• [SOURCE PASSAGE]:
*** Begin section ***
Because the economies of many developing countries are based on agriculture, growth in that sector, primarily through technological change, is critical for general economic growth, poverty reduction, and elimination of hunger. The agricultural technologies of the 1960s and 1970s that relied heavily on modern seed varieties had dramatic effects on food production, most notably in Asia and some parts of Latin America (15). These technologies led to lower food prices, benefiting urban consumers, landless rural people, and small farmers who were net purchasers of food (16). As production increased, rural incomes increased. For example, in North Arcot, India, households that adopted new rice varieties more than doubled the real value of consumption of food and other goods between 1973 and 1984 (17), and diets became more varied. Demand for hired agricultural labor increased, boosting the incomes of rural poor people. But many poor farmers could not use these technologies because they relied on costly patterns of irrigation, fertilizer application, and pesticide use. Such technologies can also contribute to the problems of land degradation, which are already severe where growing poor populations have no choice but to intensively farm marginal land.

In much of the developing world, control over land and other assets is highly inequitable. Increasing poor people's access to assets, including credit, is essential to ending hunger. The Grameen Bank in Bangladesh, which offers microenterprise loans to very poor people, is a model of how poor people may access bank credit (18).

Key Points

The end of the Cold War provides new opportunities for creating a hunger-free world, but also heightens the danger of new hunger crises. Resources previously devoted to arms races and ideological struggle can now go toward ending hunger and poverty. At the same time, the world faces an unprecedented explosion of regional conflicts, many of them based on long-standing ethnic grievances and struggles over control of resources. This has caused serious increases in short-term hunger and created relief needs that have overwhelmed long-term development efforts.
*** End section ***
• [TASK TO CARRY OUT]: Copy the stretch of the passage on hunger and development from "The end of the" through "long-term development efforts.", swapping "regional conflicts" for "local conflicts".

• [SUPPLIED DATA]:
*** Begin section ***
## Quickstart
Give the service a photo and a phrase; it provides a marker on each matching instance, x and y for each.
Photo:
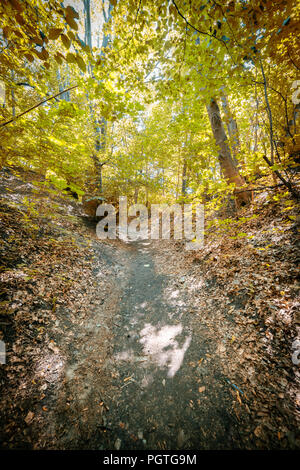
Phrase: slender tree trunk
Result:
(227, 164)
(184, 178)
(231, 127)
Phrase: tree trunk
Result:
(232, 128)
(228, 166)
(184, 178)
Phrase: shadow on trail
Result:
(159, 401)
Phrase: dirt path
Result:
(164, 396)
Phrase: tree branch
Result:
(36, 106)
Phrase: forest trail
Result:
(143, 345)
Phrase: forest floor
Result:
(144, 345)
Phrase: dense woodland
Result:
(186, 101)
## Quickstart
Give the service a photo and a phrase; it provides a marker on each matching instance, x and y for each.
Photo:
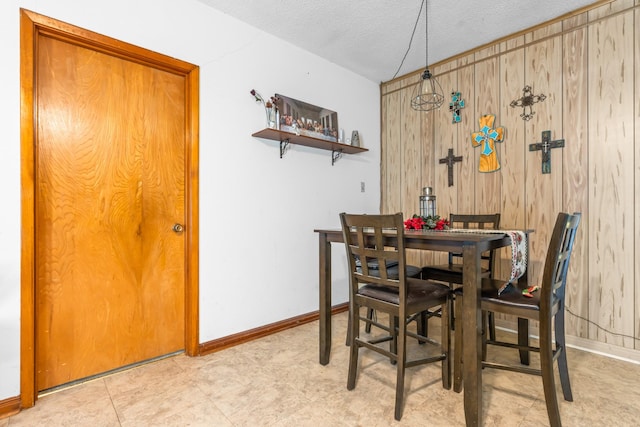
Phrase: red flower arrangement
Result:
(432, 222)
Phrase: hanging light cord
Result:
(413, 33)
(426, 35)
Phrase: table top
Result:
(447, 235)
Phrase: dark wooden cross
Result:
(545, 146)
(450, 160)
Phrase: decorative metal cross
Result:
(455, 105)
(450, 160)
(527, 100)
(545, 146)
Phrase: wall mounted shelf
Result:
(286, 138)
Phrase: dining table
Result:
(471, 245)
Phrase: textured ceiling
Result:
(370, 37)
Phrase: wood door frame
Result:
(32, 26)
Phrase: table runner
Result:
(518, 251)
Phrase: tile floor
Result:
(277, 381)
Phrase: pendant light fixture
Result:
(427, 94)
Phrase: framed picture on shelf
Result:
(302, 118)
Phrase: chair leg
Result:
(457, 350)
(370, 315)
(445, 342)
(354, 334)
(402, 359)
(523, 339)
(546, 367)
(563, 368)
(492, 325)
(485, 316)
(423, 325)
(393, 330)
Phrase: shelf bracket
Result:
(284, 146)
(335, 155)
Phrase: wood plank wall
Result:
(587, 64)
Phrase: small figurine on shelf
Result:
(270, 108)
(355, 138)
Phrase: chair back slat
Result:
(370, 257)
(556, 266)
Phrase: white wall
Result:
(258, 252)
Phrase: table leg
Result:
(472, 336)
(325, 298)
(523, 324)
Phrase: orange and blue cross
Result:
(487, 137)
(455, 105)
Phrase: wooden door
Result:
(110, 185)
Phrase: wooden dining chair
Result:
(545, 306)
(451, 272)
(400, 298)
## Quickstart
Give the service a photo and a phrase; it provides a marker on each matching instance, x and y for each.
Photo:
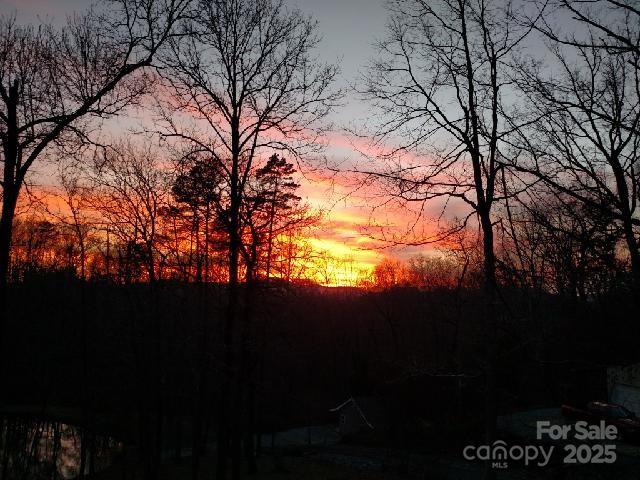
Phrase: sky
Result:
(348, 29)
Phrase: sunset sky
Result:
(349, 29)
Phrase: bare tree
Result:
(130, 189)
(248, 81)
(586, 101)
(53, 80)
(439, 82)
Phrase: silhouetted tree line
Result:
(541, 147)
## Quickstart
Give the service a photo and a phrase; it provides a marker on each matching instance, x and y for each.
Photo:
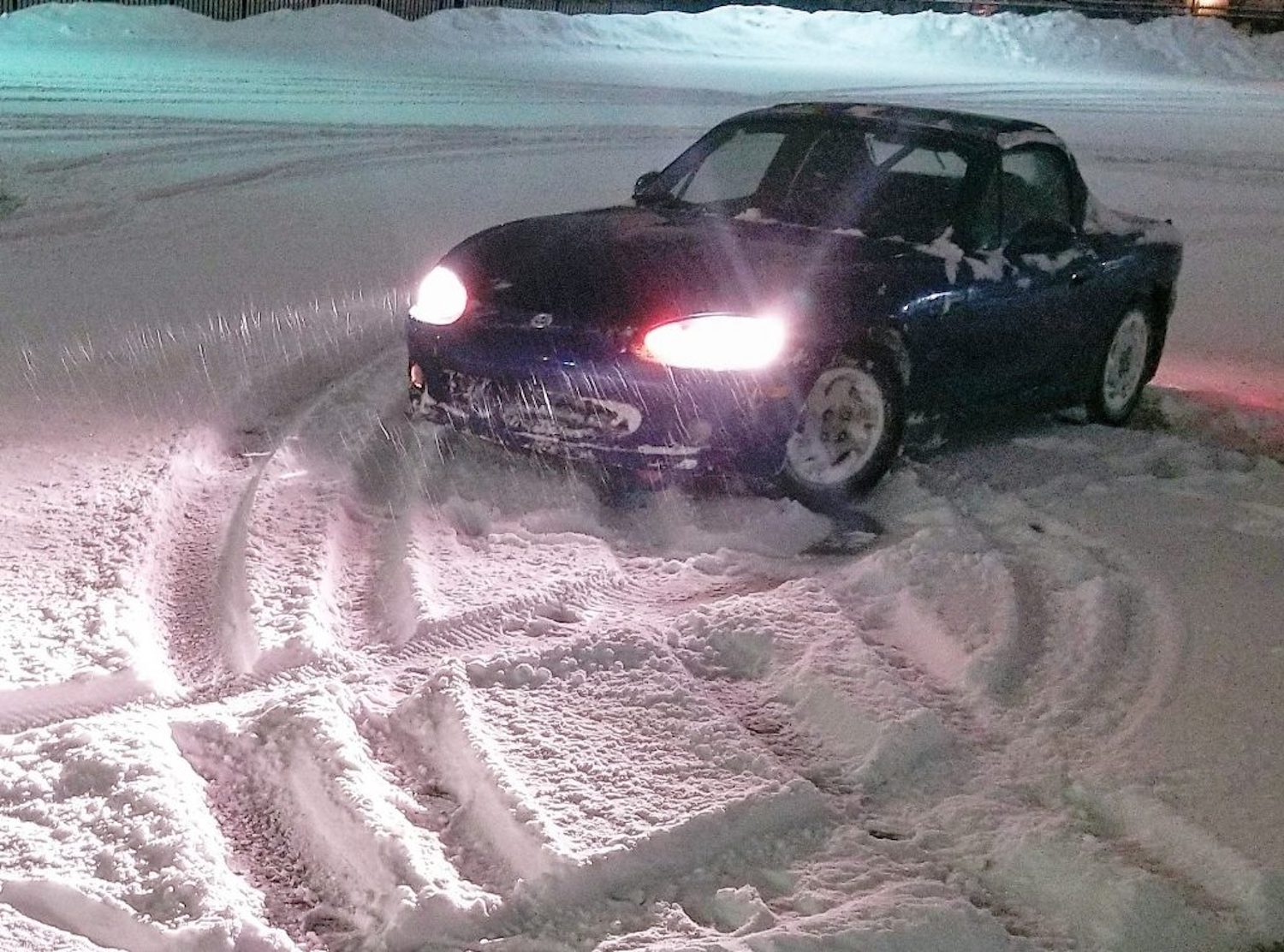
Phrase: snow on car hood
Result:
(619, 267)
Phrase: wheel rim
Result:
(1125, 362)
(840, 428)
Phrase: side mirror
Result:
(1042, 236)
(644, 185)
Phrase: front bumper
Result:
(613, 408)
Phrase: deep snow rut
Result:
(437, 697)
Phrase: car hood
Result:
(623, 267)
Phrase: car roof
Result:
(1003, 131)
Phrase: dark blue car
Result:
(793, 289)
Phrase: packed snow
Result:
(282, 671)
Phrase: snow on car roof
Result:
(1004, 131)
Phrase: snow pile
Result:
(1058, 41)
(107, 836)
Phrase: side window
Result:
(914, 192)
(734, 170)
(1035, 185)
(986, 229)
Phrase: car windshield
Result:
(839, 175)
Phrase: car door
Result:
(1030, 306)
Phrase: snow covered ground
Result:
*** End section ***
• [RESULT FOR THIS EXERCISE]:
The end of the Cold War provides new opportunities for creating a hunger-free world, but also heightens the danger of new hunger crises. Resources previously devoted to arms races and ideological struggle can now go toward ending hunger and poverty. At the same time, the world faces an unprecedented explosion of local conflicts, many of them based on long-standing ethnic grievances and struggles over control of resources. This has caused serious increases in short-term hunger and created relief needs that have overwhelmed long-term development efforts.